Segment Start: Record excerpts

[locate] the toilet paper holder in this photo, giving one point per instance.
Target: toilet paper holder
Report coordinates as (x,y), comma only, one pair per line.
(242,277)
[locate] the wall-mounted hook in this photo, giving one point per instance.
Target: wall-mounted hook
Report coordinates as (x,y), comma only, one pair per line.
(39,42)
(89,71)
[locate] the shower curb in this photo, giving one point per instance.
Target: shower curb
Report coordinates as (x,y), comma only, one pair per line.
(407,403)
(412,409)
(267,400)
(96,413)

Segment End: Record excerpts

Look over the material above and show each line where "holder" appears.

** Answer to this problem **
[locate] the toilet paper holder in this photo, giving one point per instance.
Target: toilet paper holder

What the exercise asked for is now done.